Passage to read ::

United States District Court, N.D. Alabama, Southern Division

March 30, 2017

CARMEN WOODS, et al., Plaintiffs,
v.
SANTANDER CONSUMER USA INC., et al., Defendants.

          MEMORANDUM OPINION AND ORDER

          MADELINE HUGHES HAIKALA UNITED STATES DISTRICT JUDGE

         Plaintiffs Carolyn Coleman, Justin Cooper, Debbie Glover, Jalita Flood, Shirley Ray, Cynthia Paul, Ashley Sherrin, Stephen Pollitt, Jameisha Tripp, and Barbara Turner allege that defendant Santander Consumer USA violated the Telephone Consumer Protection Act (TCPA), 47 U.S.C. § 227(b)(1)(A)(iii), by using an automatic telephone dialing system to call the plaintiffs' cell phones without the plaintiffs' prior express consent. (Doc. 83, ¶¶ 17-30).[1] Santander argues that the TCPA, as amended by the Bipartisan Budget Act of 2015, violates the First Amendment. (Doc. 86, p. 4). Therefore, Santander argues, because the TCPA is invalid, the Court should dismiss the plaintiffs' fourth amended complaint pursuant to Federal Rule of Civil Procedure 12(b)(6). (Doc. 86). For the reasons stated below, the Court denies Santander's motion.

         I. RULE 12(b)(6) STANDARD

         Under Rule 12(b)(6), a defendant may move to dismiss a complaint for “failure to state a claim upon which relief can be granted.” See Fed. R. Civ. P. 12(b)(6). To survive a Rule 12(b)(6) motion to dismiss, a complaint must contain “a short and plain statement of the claim showing that the pleader is entitled to relief.” Fed.R.Civ.P. 8(a)(2). In considering a defendant's motion to dismiss a complaint, the Court accepts the plaintiff's allegations as true and asks whether the plaintiff alleges facts that allow the Court to “draw the reasonable inference that the defendant is liable for the misconduct alleged.” Aschcroft v. Iqbal, 556 U.S. 662, 678 (2009); see Maledy v. City of Enter., 2012 WL 1028176, at *1 (M.D. Ala. Mar. 26, 2012). A complaint that alleges such facts is “‘plausible on its face.'” Iqbal, 556 U.S. at 678 (quoting Bell Atlantic Corp. v. Twombly, 550 U.S. 544, 570 (2007)). A complaint brought pursuant to an unconstitutional statute does not state a plausible claim. See Smith v. Casino Ice Cream, LLC, 2008 WL 4541013, at *1 (S.D. Fla. Oct. 9, 2008) (citing In re DeLorean Motor Co., 991 F.2d 1236, 1240 (6th Cir. 1993) for the proposition that, to survive a 12(b)(6) motion to dismiss, a complaint must “assert some viable legal theory”) (internal quotation marks omitted).

Data provided ::
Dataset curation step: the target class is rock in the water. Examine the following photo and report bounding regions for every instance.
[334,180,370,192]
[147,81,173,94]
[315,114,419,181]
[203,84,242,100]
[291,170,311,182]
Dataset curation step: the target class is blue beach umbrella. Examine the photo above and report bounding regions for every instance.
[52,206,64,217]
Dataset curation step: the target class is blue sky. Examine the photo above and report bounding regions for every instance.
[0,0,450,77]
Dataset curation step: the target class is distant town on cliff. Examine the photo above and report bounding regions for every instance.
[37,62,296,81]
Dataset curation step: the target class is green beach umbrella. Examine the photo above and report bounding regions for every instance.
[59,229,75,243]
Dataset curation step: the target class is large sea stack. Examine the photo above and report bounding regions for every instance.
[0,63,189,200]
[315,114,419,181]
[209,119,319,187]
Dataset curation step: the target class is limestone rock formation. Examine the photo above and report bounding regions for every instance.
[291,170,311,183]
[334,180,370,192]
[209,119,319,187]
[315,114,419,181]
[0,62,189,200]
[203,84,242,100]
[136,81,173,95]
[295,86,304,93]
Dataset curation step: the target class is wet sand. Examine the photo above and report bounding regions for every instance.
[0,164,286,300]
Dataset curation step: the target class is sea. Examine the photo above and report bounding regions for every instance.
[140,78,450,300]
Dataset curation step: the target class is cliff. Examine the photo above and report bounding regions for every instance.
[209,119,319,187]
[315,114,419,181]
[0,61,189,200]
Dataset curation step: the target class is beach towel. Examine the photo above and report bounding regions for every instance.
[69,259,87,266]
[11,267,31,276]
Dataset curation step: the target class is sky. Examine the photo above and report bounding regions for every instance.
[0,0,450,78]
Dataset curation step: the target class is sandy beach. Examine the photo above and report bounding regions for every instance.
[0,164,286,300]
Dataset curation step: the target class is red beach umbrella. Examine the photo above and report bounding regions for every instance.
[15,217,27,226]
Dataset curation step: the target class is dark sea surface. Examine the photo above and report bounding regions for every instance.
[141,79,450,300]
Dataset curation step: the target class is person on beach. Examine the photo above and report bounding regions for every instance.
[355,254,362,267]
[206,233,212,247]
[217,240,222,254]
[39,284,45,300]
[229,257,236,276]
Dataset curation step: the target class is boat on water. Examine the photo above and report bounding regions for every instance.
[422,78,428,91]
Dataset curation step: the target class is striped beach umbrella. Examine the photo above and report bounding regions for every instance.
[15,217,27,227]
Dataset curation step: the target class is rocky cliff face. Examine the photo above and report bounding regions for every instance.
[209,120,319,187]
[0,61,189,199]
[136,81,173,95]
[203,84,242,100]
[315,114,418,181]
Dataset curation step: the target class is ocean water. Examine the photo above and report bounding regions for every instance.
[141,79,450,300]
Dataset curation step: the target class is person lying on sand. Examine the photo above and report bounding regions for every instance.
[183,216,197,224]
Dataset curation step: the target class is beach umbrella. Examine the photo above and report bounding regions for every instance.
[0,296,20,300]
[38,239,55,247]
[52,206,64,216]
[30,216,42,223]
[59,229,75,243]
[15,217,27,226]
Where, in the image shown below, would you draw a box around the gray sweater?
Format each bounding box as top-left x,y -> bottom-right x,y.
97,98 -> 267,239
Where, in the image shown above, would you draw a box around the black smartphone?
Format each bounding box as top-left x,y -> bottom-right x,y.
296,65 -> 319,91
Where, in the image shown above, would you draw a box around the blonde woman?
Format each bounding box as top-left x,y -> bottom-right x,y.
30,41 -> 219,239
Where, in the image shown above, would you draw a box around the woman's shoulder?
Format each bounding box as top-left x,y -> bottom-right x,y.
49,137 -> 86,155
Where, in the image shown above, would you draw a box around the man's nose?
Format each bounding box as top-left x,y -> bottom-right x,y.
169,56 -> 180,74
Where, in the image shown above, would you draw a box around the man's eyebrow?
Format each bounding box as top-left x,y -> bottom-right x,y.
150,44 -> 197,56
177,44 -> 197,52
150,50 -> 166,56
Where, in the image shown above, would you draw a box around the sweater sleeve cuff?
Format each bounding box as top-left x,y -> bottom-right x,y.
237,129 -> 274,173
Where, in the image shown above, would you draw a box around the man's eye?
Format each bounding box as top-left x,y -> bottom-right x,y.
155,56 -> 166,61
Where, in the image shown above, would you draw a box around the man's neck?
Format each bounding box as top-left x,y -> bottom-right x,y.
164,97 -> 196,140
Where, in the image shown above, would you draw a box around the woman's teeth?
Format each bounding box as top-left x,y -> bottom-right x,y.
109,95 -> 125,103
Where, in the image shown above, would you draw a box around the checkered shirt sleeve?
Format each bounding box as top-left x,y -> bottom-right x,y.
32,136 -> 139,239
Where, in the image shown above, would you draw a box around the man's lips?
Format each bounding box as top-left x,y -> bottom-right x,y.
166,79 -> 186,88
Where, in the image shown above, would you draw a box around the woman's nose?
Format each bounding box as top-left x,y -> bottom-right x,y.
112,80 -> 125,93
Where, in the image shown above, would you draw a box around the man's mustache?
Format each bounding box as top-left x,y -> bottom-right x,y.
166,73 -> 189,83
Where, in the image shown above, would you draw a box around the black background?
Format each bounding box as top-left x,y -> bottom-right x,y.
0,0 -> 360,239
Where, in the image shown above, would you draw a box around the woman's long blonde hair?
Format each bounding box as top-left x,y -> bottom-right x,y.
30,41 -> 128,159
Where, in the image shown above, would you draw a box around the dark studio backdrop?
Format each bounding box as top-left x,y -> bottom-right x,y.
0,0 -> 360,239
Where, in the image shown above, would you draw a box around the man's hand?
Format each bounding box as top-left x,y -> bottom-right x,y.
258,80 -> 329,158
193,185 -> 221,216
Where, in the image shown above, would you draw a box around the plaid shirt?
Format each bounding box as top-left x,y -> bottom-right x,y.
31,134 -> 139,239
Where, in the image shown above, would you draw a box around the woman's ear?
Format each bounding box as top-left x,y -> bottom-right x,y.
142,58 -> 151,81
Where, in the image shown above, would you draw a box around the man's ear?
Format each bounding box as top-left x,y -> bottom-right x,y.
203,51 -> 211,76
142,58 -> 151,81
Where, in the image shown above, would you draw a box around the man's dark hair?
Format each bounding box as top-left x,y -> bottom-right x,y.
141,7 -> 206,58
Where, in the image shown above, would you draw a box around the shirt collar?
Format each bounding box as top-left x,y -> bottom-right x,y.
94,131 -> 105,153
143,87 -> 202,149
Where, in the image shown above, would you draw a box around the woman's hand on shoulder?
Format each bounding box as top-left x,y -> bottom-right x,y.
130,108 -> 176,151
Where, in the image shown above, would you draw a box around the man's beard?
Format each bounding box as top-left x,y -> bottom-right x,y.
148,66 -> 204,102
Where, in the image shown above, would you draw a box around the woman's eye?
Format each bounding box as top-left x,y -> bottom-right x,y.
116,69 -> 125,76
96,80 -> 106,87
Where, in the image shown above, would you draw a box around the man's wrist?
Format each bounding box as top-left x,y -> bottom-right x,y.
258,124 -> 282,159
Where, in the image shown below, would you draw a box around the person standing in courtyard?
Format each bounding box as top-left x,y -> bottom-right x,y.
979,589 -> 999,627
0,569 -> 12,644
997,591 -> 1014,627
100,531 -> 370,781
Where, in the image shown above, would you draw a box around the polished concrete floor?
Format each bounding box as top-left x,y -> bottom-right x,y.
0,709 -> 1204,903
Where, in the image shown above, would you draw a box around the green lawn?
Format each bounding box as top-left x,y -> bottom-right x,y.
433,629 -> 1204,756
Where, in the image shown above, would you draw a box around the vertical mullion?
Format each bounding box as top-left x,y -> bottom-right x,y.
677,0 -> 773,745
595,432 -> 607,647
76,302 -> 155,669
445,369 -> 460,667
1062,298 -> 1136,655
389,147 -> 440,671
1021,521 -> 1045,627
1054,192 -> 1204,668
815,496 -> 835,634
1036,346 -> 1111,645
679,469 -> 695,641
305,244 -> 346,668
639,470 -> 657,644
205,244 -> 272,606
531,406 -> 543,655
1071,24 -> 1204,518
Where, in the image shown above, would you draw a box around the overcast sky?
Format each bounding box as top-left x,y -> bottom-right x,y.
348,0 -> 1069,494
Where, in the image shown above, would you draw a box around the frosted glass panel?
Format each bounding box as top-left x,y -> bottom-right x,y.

Tasks to complete ::
(a) In the memorandum opinion, which statute does Santander argue violates the First Amendment?
(b) Write the next portion of the memorandum opinion, starting after its final sentence.
The material has no connection to the memorandum opinion.

Answers provided ::
(a) The Telephone Consumer Protection Act, as amended by the Bipartisan Budget Act of 2015.

(b)
         III. DISCUSSION

         The First Amendment prohibits the enactment of laws that abridge the freedom of speech, but not all laws that affect speech are unconstitutional. Dana's R.R. Supply v. Atty. Gen., Fla., 807 F.3d 1235, 1246, 1249 (11th Cir. 2015) (citing U.S. Const. amend. I).[2] To determine whether a law violates the First Amendment, courts begin by asking whether the law is content-based or content-neutral. See generally, e.g., Reed v. Town of Gilbert, Ariz., 135 S.Ct. 2218 (2015); Solantic, LLC v. City of Neptune Beach, 410 F.3d 1250, 1258 (11th Cir. 2005). Content-based laws, i.e., “those that target speech based on its communicative content, ” generally are subject to strict scrutiny and “may be justified only if the government proves that they are narrowly tailored to serve compelling state interests.” Reed, 135 S.Ct. at 2226. Laws that do not make distinctions based on the message a speaker conveys, i.e., content-neutral laws, are analyzed under a less severe intermediate scrutiny standard. See Solantic, 410 F.3d at 1258. Under the content-neutral standard, a government may restrict the “time, place, or manner of protected speech, provided the restrictions . . . are narrowly tailored to serve a significant government interest, and that they leave open ample alternative channels for communication of the information.” Ward v. Rock Against Racism, 491 U.S. 781, 791 (1989).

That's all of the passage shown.